GIVEN TASK
Rename "Class of interest" to "Target label" everywhere in the records below, and leave all other text as it is.

Data taken from a collection
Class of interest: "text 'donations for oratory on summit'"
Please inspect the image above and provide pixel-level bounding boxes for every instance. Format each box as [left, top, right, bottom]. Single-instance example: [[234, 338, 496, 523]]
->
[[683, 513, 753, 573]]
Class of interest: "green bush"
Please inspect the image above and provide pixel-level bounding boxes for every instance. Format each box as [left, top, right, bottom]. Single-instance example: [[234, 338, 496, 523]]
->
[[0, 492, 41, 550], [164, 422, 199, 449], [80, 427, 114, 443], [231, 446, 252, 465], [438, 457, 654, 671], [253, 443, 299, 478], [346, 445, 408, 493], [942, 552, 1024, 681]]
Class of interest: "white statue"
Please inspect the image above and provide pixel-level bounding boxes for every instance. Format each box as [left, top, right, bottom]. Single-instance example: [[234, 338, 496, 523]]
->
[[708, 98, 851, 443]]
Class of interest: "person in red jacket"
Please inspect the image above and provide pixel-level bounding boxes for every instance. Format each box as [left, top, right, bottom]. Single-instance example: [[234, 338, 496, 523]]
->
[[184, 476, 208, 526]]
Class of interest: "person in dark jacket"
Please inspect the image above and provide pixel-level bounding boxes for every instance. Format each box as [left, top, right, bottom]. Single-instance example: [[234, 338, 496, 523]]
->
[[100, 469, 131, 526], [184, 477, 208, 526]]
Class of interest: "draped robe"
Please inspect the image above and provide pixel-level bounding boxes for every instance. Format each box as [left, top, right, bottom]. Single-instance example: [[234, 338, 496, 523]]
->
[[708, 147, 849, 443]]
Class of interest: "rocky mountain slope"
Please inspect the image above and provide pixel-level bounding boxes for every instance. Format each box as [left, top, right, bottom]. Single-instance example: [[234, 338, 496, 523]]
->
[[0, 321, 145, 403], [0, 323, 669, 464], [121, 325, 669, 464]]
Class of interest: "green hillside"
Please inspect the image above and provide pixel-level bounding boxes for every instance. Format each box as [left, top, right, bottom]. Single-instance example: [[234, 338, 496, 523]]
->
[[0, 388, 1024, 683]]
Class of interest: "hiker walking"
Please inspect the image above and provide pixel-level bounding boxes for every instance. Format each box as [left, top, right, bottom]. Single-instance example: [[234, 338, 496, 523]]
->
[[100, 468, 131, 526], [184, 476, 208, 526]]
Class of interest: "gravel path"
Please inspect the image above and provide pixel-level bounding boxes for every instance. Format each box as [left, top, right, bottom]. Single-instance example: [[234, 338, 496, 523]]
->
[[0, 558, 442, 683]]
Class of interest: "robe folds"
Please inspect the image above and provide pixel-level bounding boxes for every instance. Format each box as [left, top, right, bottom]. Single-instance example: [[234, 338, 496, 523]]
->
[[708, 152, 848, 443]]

CORRECT RESULT
Target label: "text 'donations for oratory on summit'"
Please inspect the image above and provide pixel-level bounding boxes for every instance. Format each box as [left, top, right, bottom]. Single-instance example: [[234, 338, 496, 523]]
->
[[683, 513, 753, 573]]
Target label: "green bush"
Please inspect the image above and provide pixel-level bounding boxes for every instance. Format each box as [left, top, right, bottom]. Single-instance example: [[234, 338, 496, 523]]
->
[[0, 492, 41, 550], [164, 422, 199, 449], [80, 427, 114, 443], [231, 446, 252, 465], [438, 457, 654, 671], [253, 443, 299, 478], [346, 445, 408, 493], [942, 552, 1024, 681]]
Target label: "white statue"
Please inspect the image above and provide pixel-level bounding boxes for every instance. Format each box as [left, top, right, bottom]. Single-instance example: [[234, 338, 496, 523]]
->
[[708, 98, 851, 443]]
Target label: "person in red jacket"
Please inspect the image above and provide pixel-level bounding boxes for every instance. Format each box as [left, top, right, bottom]. Single-instance example: [[234, 338, 496, 523]]
->
[[184, 476, 208, 526]]
Target label: "person in dark jacket"
Please inspect the image above and provide pixel-level bounding boxes for every instance. Format each box as [left, top, right, bottom]. Single-instance example: [[234, 338, 496, 523]]
->
[[100, 469, 131, 526], [184, 477, 208, 526]]
Target label: "draped robe"
Please inspect the image above and provide pixel-level bounding boxes for every instance. Format each box as [left, top, right, bottom]. Single-instance example: [[234, 338, 496, 523]]
->
[[708, 147, 849, 443]]
Target label: "rocky mountain slope"
Please inspect the image above and provide pixel-level bounding boxes for every instance. Format each box as [left, top, right, bottom]. Single-instance example: [[234, 338, 496, 523]]
->
[[0, 321, 145, 403], [0, 323, 669, 464], [121, 325, 669, 464]]
Target label: "green hillside"
Please inspect the image above and provide pixel-level bounding boxes for every instance. Format each box as [left, top, right, bottom]. Single-instance example: [[234, 338, 496, 523]]
->
[[0, 388, 1024, 683]]
Target label: "hiker walking"
Please inspect the image above and provide pixel-level bounding boxes for every instance. Format each box as [left, top, right, bottom]. Single-instance example: [[234, 338, 496, 523]]
->
[[100, 468, 131, 526], [184, 476, 208, 526]]
Target label: "gravel path"
Please inspect the image above and provide pixel-level bounding boxes for every instance. Format each box as [left, top, right, bottom]. Single-instance example: [[234, 338, 496, 523]]
->
[[0, 558, 442, 683]]
Target label: "robe folds"
Please inspect the image above and provide pixel-level bounding boxes for every instance. Format each box as [left, top, right, bottom]. Single-instance example: [[234, 338, 496, 523]]
->
[[708, 152, 848, 443]]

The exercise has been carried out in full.